» Selected extract:
Segment Open
Anxiety has infinite aspects. There is the daily undercurrent of anxious thoughts in their vast variety, with which we all must cope (some of us much better than others), and there is fear. Fear can be more problematic, being anxiety amped up a few levels in our primal circuits. Fear can stop us; this is called behavioral avoidance, and can become very problematic. One avoids people. Or flying in airplanes. Or going back to school, or any attempt at accomplishment where there is a chance one might fail. And there is travel outside one’s comfort zone.
Most American travelers, certainly vacationers, have no use for fear, sticking to the better known traditional places, Cape Cod or Vegas or Europe or a cruise somewhere. As for travel to less prosperous parts of the so-called “developing” world, which in the Western Hemisphere means much of Latin America, most who travel there at all often think in terms of protected resort communities, Cancun in Mexico probably being the most well-known example. Or there is Roatan, in Honduras. Your BH consultant just spent some time in Honduras, but not in Roatan, as the focus was nature: birds and plants and insects and reptiles and monkeys, which are richly abundant in the countryside, not so much on the beaches of Roatan. Of course, it is after plans are made and the money is paid that darker realization can set in, in the case of Honduras inspired by historical facts and too much media. Discomforting facts, such as the well-publicized movement of thousands of Honduran refugees, along with Guatamalans and Salvadorans, many of them children, fleeing the violence of the big cities of their homelands. Or that Honduras currently has the highest murder rate in the hemisphere, along with the second lowest per-capita income, followed only by Haiti. Then the news of the Zika virus. Then the report of the indigenous Honduran woman, a well-known spokesperson for native rights, getting murdered by a death squad.
Segment Closed
» What is required: Continue the passage on fear and travel to Honduras from the point where it stops.

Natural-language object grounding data
Segment Open
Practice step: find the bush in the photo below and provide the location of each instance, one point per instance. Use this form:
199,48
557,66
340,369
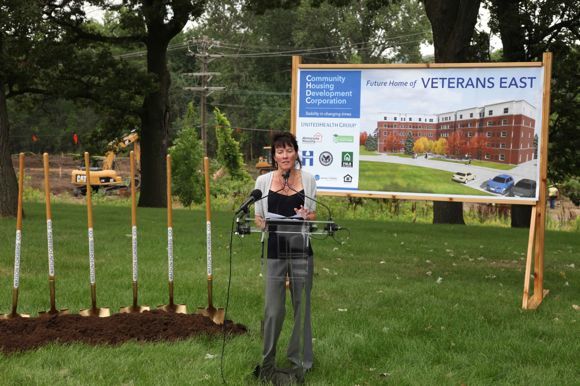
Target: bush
571,189
186,167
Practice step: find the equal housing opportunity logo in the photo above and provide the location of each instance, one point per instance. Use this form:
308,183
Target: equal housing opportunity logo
308,157
316,138
343,138
347,159
325,158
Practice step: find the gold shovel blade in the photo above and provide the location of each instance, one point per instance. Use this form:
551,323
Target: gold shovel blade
99,312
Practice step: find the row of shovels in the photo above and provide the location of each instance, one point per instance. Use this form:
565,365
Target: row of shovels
217,315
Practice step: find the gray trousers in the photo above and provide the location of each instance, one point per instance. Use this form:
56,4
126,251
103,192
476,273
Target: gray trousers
300,272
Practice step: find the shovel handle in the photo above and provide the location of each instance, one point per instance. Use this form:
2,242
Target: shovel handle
18,242
89,192
207,217
46,185
20,190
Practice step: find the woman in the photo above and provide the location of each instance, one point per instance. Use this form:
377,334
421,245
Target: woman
291,193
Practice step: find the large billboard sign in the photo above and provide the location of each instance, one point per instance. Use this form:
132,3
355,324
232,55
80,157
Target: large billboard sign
422,131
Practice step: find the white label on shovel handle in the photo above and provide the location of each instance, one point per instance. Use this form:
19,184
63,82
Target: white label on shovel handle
91,256
134,245
170,252
17,258
50,248
208,245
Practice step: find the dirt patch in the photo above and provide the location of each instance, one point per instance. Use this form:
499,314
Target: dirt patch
22,334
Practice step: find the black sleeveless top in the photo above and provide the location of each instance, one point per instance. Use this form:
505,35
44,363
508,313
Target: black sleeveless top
283,246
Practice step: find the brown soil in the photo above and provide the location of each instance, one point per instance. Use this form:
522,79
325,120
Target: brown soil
21,334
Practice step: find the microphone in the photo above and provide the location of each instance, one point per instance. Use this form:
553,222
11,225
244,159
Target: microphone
254,196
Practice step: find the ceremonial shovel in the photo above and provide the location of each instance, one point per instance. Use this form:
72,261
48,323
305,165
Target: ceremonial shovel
217,315
51,274
171,307
135,308
14,313
94,310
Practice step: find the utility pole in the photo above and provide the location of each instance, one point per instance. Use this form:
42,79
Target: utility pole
204,44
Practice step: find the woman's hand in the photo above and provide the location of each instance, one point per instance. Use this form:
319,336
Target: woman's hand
302,212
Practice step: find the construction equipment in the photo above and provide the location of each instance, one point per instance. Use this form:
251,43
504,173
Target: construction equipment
94,310
105,176
264,164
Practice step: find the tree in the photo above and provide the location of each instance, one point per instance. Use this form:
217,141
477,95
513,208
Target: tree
187,154
228,151
152,23
527,29
453,24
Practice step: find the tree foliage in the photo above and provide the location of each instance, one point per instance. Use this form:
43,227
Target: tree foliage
228,149
186,167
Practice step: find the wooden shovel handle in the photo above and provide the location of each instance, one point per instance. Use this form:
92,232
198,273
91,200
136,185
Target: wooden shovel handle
88,185
133,190
169,203
45,165
207,197
20,191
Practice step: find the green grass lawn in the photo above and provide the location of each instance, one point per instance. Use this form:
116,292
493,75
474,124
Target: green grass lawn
388,177
396,303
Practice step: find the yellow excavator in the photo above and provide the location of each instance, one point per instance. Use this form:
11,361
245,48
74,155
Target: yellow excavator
105,176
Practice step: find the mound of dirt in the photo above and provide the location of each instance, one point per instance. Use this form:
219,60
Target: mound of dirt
21,334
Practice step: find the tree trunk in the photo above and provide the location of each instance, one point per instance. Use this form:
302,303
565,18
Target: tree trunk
453,23
8,183
521,216
155,125
511,29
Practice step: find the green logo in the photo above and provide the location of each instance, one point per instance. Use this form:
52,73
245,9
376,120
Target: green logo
343,138
347,159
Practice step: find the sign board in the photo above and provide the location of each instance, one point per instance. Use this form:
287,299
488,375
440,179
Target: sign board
468,132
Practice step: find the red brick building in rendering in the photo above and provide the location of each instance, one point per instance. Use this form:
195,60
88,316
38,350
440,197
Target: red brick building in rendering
500,132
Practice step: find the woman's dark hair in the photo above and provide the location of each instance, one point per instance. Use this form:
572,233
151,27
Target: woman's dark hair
282,140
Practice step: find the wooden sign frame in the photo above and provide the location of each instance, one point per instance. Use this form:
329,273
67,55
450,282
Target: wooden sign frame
535,249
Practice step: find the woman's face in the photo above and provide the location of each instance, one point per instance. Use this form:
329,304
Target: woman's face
285,157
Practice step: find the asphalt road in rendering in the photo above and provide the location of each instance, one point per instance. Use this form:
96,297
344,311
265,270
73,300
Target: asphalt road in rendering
482,174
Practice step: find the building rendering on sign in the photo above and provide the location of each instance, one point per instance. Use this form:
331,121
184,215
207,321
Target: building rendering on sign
500,132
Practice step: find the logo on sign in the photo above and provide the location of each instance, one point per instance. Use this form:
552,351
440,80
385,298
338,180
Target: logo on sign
347,159
308,157
343,138
325,158
316,138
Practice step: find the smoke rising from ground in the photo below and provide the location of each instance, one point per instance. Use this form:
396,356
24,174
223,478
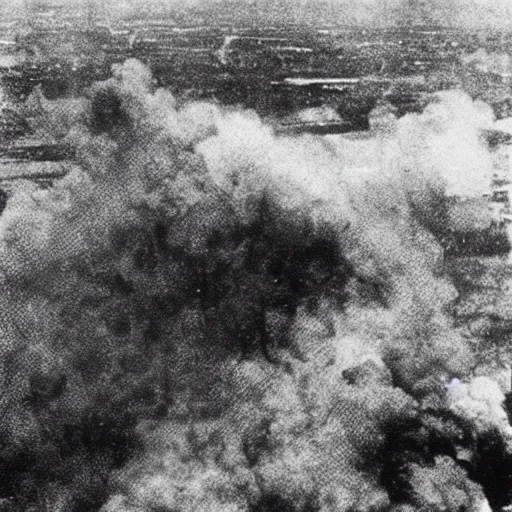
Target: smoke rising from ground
203,315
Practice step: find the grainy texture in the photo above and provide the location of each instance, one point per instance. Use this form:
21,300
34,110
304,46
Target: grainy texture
204,310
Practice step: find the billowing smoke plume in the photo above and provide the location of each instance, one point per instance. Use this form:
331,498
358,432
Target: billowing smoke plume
203,315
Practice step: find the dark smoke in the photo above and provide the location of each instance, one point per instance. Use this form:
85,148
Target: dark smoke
204,316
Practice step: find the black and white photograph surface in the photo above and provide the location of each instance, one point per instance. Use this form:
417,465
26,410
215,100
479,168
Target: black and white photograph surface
256,256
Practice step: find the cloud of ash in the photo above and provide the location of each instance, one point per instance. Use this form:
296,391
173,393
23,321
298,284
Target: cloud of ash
489,62
203,315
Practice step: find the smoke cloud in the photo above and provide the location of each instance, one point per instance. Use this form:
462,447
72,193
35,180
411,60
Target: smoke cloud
204,315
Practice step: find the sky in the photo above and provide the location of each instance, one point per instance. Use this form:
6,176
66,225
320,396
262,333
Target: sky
468,13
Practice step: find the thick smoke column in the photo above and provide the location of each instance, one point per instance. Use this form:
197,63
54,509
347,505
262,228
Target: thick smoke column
205,316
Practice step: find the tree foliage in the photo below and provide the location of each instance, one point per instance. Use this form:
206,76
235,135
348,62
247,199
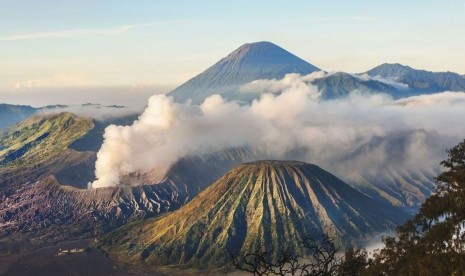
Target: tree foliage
321,260
433,242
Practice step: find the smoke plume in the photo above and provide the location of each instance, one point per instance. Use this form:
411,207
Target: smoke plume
358,134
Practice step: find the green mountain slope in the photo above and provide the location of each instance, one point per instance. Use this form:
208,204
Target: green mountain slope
265,204
38,147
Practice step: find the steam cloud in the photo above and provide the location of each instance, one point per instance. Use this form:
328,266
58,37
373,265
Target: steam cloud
359,134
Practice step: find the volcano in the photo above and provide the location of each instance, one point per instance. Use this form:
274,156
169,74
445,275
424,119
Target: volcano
252,61
270,205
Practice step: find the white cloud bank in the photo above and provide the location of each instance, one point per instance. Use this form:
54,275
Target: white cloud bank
357,134
85,32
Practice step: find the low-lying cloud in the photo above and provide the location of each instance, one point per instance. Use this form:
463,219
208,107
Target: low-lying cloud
356,135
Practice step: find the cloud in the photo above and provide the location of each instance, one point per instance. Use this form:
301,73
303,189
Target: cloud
86,32
57,80
360,135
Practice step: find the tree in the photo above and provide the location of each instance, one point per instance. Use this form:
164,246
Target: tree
433,242
321,261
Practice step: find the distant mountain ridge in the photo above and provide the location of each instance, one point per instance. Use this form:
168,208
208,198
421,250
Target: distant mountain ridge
252,61
12,114
269,205
265,60
420,81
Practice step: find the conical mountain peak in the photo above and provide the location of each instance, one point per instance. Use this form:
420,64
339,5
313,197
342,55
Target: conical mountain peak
252,61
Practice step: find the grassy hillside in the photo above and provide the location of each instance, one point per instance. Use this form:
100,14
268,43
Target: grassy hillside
271,205
39,146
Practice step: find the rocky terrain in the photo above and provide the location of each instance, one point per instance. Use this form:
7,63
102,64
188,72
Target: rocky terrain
269,205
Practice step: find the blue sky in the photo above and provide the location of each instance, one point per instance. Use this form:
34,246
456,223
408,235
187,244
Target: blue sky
49,44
Segment Closed
» Response to the exercise:
Honduras as a vacation destination? The travel company has run nature trips there for 15 years, the American guide went there with the Peace Corps in the 90s and fell in love with the place. He has never moved back. Overcoming fear usually involves some kind of leap of faith; we took the leap (it turns out nobody else had signed up for this “group trip”) and found a country as blessed by nature as the brochure had promised. Also visibly impoverished, where malnutrition and sanitation are the biggest public health problems; there is a national health service but access requires that one travel to a major city. Most people were getting by, some better than others, but in the countryside nothing close to American prosperity. Our guide, fanatical about the natural world that still exists there but also in love with the country and its people, was very clear about the fact that Hondurans, for the most part, do not live in fear for their lives, a fact underscored by the many we encountered. It may be very different in the desperate slums of Tegucigalpa and San Pedro Sula, but one could make a similar claim about the south side of Chicago, or (at least until recently) the Lenox Street project right here in Boston. You don’t hear much about folks being afraid to visit America. Unfortunately, the media has long known that fear is a product that sells, which is unfortunate for places like Honduras and others like it in too much of the world.